- _About this exercise_: Reproduce the part of the advice for parents of a disabled child from "10. Your child" up to and including "be covered by Medicare.".

5. These dreams will be replaced with new dreams. These new dreams are not better or worse than your old dreams. They are only different.
6. Sometimes, you will wish you weren’t on this path.
7. Some people will be afraid of your child. They will pull their children away from your child as if what she has is catching. This will always hurt.
8. Some people will surprise you with their compassion and generosity—often the ones you least expect.
9. When your child is screaming on the sidewalk, people will stop and stare. Just wave and wait for your child to stop screaming. Then help her up and keep walking.
10. Your child might qualify for Medicare. This is a Godsend.
11. If you have a child who roams at night and they are too big for a crib, investigate a Sleep Safe bed. It will keep them safe at night and you will be able to sleep without worrying. Also, it might be covered by Medicare.
12. You might still be changing diapers on a ten-year-old.
13. Your child—who still wears diapers—will find new ways to take them off at night and throw the mess around her room. She might not be able to feed herself, but she will be able to get out of her diaper. To combat this, duct tape the diaper tabs to the diaper.
14. If your child gets out of her pjs at night, put her in footie pjs, but put them on backwards.
15. Finding a babysitter will be difficult.
16. There is respite care available for special needs kids, but they won’t watch your non-special needs kids.
17. There are summer respite programs/camps for your child, and often they are covered by Medicare.
18. Sometimes your other children need a break from your disabled child. Take them to a movie or to the park. Or put your other child to bed early and play a game.
19. Sometimes you need a break from your disabled child. Even if it’s just going for a cup of coffee while someone watches your child. Do it. You are more than your child’s caregiver, and you must take care of yourself so that you can take care of your child.
20. Laying down across your child to restrain her while a nurse tries to place an IV will become normal, but it will break your heart every time.
21. You will learn to differentiate Bad seizures from Normal seizures.
22. If you have a daughter who has seizures, they might increase when she hits puberty.
23. Along the same lines, there are shots to stop her periods once she hits puberty.
24. Still on adolescence, you will worry that someone will hurt her (by hurt, I mean rape) and she will never be able to tell you.
25. Your other children might become wonderfully accepting of others because of their disabled sibling.
26. Your heart will break as you watch your daughter longing to play with other kids, but unable to.
27. Going to the park might be difficult if your child eats mulch.
28. You will love the kids who reach out to your child.
29. Sometimes people will say stupid/hurtful things. Try not to let it bother you. I tell myself they are speaking out of ignorance.

[Object descriptions in free text]
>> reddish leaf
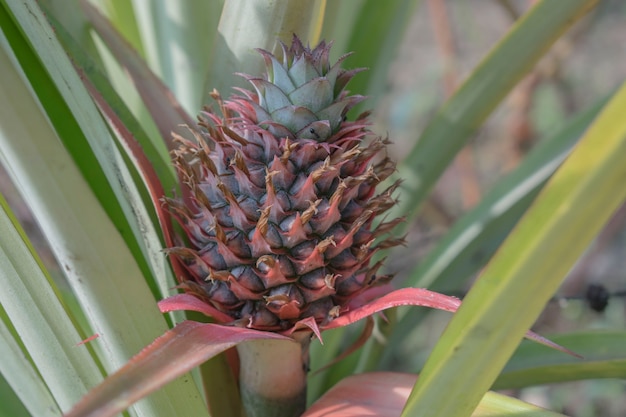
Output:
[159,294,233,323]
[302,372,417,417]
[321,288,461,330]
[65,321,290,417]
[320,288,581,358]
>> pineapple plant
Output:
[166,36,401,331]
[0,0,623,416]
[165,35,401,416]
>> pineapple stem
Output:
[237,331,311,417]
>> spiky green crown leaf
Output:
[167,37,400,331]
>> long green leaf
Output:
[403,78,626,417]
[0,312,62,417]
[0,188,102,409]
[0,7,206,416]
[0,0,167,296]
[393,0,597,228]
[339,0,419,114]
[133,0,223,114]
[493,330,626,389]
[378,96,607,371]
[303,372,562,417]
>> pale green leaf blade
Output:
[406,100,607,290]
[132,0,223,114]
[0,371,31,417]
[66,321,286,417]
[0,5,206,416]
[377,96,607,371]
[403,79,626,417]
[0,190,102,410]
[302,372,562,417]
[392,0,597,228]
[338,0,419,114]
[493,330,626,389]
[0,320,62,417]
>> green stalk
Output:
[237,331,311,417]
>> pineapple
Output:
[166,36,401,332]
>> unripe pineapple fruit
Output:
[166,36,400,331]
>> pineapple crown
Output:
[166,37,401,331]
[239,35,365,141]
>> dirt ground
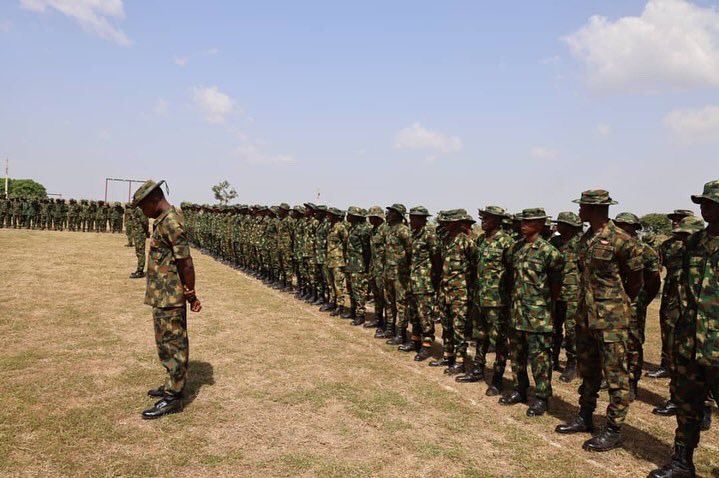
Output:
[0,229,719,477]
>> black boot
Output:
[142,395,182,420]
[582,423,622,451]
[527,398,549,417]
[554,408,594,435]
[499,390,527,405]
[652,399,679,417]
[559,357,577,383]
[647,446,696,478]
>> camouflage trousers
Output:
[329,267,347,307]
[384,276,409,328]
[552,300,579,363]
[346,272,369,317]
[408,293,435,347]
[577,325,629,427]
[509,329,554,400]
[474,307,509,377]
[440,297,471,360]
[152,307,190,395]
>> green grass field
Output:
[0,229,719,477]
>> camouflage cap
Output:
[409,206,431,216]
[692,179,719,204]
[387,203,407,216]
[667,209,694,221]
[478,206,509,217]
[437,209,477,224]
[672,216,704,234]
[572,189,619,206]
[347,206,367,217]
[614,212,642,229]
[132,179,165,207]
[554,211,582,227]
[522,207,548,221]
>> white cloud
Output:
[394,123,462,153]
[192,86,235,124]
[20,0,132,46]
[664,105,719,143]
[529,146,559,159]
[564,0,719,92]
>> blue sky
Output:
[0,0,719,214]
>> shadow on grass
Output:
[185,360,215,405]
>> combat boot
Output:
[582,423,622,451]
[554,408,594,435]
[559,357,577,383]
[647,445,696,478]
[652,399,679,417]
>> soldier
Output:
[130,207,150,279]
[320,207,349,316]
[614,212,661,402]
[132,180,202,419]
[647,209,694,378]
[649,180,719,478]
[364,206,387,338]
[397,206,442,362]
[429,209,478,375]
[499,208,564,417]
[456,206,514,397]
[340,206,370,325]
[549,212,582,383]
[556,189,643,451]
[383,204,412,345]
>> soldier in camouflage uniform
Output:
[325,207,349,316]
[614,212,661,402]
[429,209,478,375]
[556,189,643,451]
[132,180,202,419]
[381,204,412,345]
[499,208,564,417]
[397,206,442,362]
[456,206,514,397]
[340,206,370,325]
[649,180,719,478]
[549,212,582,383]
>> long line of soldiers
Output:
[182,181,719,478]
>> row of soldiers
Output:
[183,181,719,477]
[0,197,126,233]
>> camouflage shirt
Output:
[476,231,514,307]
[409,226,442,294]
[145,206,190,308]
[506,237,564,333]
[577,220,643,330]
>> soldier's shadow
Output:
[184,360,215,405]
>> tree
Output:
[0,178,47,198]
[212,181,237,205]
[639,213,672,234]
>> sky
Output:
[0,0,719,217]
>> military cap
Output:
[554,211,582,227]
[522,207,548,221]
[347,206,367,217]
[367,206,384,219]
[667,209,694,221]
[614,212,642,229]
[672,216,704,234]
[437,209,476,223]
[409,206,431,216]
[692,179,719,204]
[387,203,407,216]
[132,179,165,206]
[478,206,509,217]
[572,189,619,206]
--
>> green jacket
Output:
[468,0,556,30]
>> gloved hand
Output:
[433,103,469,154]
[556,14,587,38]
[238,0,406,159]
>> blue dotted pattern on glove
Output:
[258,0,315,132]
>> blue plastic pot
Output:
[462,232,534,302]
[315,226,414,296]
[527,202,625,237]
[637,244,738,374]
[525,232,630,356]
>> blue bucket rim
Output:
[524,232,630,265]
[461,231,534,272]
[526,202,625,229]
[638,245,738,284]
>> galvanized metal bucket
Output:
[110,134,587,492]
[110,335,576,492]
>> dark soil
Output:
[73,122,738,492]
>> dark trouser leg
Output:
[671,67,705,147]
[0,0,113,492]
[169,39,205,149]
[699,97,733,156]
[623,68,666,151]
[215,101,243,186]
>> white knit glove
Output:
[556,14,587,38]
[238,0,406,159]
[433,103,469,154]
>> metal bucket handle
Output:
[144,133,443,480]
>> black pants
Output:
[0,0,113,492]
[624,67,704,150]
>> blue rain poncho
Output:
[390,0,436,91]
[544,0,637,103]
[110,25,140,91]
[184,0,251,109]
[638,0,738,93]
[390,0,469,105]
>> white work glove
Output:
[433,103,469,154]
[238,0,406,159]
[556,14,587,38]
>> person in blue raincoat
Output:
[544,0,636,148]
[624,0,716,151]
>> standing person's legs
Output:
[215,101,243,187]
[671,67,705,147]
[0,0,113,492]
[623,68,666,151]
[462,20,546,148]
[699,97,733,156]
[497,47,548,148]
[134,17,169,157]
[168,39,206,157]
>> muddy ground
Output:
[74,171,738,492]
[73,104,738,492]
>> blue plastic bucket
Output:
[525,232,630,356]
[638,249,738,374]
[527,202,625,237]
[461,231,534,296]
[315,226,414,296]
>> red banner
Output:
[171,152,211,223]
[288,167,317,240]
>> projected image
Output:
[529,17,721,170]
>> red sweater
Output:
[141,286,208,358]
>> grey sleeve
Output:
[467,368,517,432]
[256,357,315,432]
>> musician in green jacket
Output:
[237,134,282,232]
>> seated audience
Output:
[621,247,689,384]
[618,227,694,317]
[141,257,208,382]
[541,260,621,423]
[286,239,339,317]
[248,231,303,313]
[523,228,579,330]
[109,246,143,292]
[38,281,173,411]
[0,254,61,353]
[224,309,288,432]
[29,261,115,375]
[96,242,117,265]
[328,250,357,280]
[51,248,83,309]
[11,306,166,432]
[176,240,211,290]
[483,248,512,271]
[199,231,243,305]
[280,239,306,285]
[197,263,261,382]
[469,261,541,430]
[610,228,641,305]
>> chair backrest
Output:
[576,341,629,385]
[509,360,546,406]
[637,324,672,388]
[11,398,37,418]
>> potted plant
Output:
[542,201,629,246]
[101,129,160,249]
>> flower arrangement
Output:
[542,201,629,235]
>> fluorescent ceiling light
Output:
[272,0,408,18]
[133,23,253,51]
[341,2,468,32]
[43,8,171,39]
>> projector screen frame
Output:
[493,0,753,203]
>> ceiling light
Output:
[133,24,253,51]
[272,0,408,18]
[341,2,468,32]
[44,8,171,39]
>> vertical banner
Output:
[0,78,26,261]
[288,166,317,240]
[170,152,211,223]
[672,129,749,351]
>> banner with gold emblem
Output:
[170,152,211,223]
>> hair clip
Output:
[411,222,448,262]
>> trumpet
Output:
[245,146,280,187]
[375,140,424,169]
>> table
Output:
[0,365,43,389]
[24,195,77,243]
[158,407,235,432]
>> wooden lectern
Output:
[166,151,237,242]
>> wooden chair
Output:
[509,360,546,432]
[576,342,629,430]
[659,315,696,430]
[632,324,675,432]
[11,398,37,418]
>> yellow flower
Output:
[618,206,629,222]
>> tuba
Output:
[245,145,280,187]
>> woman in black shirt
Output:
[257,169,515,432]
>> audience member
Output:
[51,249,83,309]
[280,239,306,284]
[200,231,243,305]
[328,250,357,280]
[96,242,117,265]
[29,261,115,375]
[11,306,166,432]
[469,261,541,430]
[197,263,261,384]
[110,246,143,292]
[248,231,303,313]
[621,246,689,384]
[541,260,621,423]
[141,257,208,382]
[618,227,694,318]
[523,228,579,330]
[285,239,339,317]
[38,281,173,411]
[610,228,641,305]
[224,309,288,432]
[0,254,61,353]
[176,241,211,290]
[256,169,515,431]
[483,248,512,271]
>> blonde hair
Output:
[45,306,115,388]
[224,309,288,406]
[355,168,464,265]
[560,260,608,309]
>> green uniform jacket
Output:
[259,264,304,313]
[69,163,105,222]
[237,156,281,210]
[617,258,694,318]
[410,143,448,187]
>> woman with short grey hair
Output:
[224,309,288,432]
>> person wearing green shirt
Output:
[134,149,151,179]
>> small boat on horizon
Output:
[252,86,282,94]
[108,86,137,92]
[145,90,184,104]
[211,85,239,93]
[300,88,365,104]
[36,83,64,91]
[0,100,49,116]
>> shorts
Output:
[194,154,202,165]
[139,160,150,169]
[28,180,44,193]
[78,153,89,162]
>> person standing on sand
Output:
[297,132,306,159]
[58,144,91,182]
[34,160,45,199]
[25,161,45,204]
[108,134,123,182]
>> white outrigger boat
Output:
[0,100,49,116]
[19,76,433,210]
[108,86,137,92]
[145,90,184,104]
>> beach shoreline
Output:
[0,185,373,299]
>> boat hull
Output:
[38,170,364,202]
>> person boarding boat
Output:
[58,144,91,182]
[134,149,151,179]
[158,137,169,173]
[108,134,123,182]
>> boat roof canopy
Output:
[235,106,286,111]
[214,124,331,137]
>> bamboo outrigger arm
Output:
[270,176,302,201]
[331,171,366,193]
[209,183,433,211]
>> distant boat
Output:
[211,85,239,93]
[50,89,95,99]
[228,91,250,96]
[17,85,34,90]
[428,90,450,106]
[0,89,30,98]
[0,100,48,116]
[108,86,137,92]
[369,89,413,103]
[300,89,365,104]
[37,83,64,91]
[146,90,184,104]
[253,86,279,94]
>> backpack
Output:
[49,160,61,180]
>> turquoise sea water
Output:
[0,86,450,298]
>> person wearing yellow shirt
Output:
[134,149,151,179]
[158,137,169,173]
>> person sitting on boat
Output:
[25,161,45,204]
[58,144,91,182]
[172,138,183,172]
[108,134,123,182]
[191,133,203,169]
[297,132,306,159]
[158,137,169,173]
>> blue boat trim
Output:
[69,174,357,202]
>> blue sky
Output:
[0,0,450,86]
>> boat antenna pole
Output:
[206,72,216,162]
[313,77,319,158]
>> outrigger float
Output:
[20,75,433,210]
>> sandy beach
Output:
--
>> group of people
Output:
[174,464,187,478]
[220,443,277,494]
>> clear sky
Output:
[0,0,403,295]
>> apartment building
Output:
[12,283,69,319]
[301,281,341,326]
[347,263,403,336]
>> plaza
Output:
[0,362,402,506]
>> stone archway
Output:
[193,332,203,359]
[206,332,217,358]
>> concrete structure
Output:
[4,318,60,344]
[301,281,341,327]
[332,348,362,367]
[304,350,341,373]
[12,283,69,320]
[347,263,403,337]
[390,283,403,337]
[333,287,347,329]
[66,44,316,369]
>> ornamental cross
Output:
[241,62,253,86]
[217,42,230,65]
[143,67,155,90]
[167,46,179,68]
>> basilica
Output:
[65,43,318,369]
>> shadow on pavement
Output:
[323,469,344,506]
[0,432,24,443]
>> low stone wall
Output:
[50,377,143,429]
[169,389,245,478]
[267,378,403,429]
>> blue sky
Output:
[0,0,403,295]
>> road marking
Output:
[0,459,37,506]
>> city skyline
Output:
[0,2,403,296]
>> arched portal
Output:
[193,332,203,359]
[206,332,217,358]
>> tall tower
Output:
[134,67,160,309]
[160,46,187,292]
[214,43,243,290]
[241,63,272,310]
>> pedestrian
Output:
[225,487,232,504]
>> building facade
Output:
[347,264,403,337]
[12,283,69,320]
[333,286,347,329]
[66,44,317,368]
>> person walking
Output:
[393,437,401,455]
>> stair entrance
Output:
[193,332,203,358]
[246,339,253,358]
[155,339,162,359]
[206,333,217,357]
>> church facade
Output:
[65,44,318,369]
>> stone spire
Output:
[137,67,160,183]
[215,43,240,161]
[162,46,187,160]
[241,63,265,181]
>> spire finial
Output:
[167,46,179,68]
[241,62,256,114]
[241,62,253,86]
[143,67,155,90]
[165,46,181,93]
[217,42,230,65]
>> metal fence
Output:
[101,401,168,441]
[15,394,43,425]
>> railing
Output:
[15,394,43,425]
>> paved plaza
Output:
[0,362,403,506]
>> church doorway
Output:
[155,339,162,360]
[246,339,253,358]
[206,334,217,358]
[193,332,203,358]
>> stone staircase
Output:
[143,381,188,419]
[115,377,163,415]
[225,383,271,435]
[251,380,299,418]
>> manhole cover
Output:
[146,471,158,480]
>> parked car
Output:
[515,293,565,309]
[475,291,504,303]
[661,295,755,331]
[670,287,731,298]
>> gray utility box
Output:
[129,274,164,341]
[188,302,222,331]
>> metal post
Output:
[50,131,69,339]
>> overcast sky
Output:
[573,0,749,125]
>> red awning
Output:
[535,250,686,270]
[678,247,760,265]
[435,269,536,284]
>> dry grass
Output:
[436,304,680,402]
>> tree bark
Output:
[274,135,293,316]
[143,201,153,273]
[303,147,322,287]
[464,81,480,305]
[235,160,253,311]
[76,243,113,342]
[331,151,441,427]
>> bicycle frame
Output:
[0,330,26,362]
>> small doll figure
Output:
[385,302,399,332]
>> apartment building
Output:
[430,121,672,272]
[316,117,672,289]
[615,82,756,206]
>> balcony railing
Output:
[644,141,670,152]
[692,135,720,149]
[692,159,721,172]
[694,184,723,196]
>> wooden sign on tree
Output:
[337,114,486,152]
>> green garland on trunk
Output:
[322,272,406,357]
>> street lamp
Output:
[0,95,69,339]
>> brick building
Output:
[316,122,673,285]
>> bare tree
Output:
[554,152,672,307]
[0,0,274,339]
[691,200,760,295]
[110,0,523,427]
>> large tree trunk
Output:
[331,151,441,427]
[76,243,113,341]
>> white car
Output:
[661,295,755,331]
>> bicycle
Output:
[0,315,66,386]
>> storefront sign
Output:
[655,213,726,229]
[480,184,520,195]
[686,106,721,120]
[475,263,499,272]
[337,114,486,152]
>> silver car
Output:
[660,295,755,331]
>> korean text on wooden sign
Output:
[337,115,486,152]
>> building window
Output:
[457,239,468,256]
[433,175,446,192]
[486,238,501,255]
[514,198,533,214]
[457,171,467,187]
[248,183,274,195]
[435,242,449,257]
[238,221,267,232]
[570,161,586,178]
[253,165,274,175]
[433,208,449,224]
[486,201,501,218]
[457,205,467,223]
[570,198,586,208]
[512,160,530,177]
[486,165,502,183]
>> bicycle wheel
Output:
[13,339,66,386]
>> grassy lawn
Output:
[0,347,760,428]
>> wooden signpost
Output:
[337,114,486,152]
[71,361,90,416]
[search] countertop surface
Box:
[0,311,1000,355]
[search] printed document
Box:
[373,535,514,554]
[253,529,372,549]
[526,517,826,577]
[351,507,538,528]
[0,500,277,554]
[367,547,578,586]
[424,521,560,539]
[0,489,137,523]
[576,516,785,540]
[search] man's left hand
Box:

- _Task result_:
10. Your child might qualify for Medicare. This is a Godsend.
11. If you have a child who roams at night and they are too big for a crib, investigate a Sleep Safe bed. It will keep them safe at night and you will be able to sleep without worrying. Also, it might be covered by Medicare.